Patrick v. SedwickAnnotate this Case
387 P.2d 294 (1963)
Mary E. PATRICK, Appellant, v. Dr. Jack D. SEDWICK, Appellee.
Supreme Court of Alaska.
August 14, 1963.
*295 Robert A. Parrish, Fairbanks, for appellant.
Arthur D. Talbot, Anchorage, for appellee.
Before NESBETT, C.J., and DIMOND and AREND, JJ.
One of the questions here presented is whether the proceedings below culminated in a final judgment from which this appeal could be taken. If the appeal was in order then there are several other important issues which need to be decided.
This litigation grew out of a subtotal thyroidectomy performed upon the plaintiff, Mary Patrick, by the defendant, Dr. Sedwick. The plaintiff alleged in her complaint that because of negligence in the performance of the operation certain of her nerve structures were severed, causing portions of the vocal chords and organs of her throat to become paralyzed so that she is unable to speak and has lost two-thirds of her breathing capacity. She also alleged that her informed consent was not obtained for the performance of an operation productive of such unfavorable results. Finally, she alleged that the defendant had agreed to provide and advise regarding proper postoperative treatment. She later produced evidence and made argument below that the defendant had failed to fulfill this agreement.

(Referring expression pointing data)

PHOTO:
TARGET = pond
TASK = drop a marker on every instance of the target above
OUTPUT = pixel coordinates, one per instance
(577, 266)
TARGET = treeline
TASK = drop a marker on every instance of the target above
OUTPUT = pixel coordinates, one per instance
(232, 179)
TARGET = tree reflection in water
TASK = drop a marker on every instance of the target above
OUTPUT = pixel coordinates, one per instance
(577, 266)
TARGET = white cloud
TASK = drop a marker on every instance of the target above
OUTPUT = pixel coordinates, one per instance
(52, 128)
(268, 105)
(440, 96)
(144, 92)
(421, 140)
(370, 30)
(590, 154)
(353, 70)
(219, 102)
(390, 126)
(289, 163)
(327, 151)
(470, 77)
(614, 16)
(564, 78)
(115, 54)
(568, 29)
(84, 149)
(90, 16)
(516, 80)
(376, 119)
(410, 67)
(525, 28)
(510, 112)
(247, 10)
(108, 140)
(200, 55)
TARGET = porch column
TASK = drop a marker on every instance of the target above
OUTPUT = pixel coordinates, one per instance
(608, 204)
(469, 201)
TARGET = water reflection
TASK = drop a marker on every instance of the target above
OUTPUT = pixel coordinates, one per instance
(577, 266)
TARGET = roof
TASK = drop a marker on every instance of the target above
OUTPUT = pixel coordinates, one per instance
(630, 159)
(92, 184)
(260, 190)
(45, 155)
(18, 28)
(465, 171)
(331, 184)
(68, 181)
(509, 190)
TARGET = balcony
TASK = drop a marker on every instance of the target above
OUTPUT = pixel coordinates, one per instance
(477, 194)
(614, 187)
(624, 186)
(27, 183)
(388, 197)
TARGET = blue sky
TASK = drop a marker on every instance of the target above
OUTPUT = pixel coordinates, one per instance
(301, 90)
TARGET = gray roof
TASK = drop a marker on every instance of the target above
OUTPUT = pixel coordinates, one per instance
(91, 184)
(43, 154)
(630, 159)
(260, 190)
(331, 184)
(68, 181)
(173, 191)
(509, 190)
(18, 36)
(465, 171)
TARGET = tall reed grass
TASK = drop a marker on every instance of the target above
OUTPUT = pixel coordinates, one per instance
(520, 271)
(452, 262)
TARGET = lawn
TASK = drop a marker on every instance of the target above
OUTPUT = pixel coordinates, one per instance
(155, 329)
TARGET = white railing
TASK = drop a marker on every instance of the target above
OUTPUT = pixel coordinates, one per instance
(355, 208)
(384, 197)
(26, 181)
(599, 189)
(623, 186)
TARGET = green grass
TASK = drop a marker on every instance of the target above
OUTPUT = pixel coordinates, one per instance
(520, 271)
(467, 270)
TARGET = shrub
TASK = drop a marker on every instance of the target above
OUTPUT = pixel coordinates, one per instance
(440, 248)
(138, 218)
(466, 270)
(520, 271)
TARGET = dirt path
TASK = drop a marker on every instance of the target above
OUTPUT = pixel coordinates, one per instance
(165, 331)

» BRIEF A
Return the part of the Patrick v. Sedwick opinion that begins at the words "Supreme Court of" and stops after "to be decided.".
» BRIEF B
List the judges named in the Patrick v. Sedwick opinion.
The items have nothing to do with this work.

» FINAL ANSWER A
Supreme Court of Alaska.
August 14, 1963.
*295 Robert A. Parrish, Fairbanks, for appellant.
Arthur D. Talbot, Anchorage, for appellee.
Before NESBETT, C.J., and DIMOND and AREND, JJ.
One of the questions here presented is whether the proceedings below culminated in a final judgment from which this appeal could be taken. If the appeal was in order then there are several other important issues which need to be decided.

» FINAL ANSWER B
Nesbett (C.J.), Dimond, Arend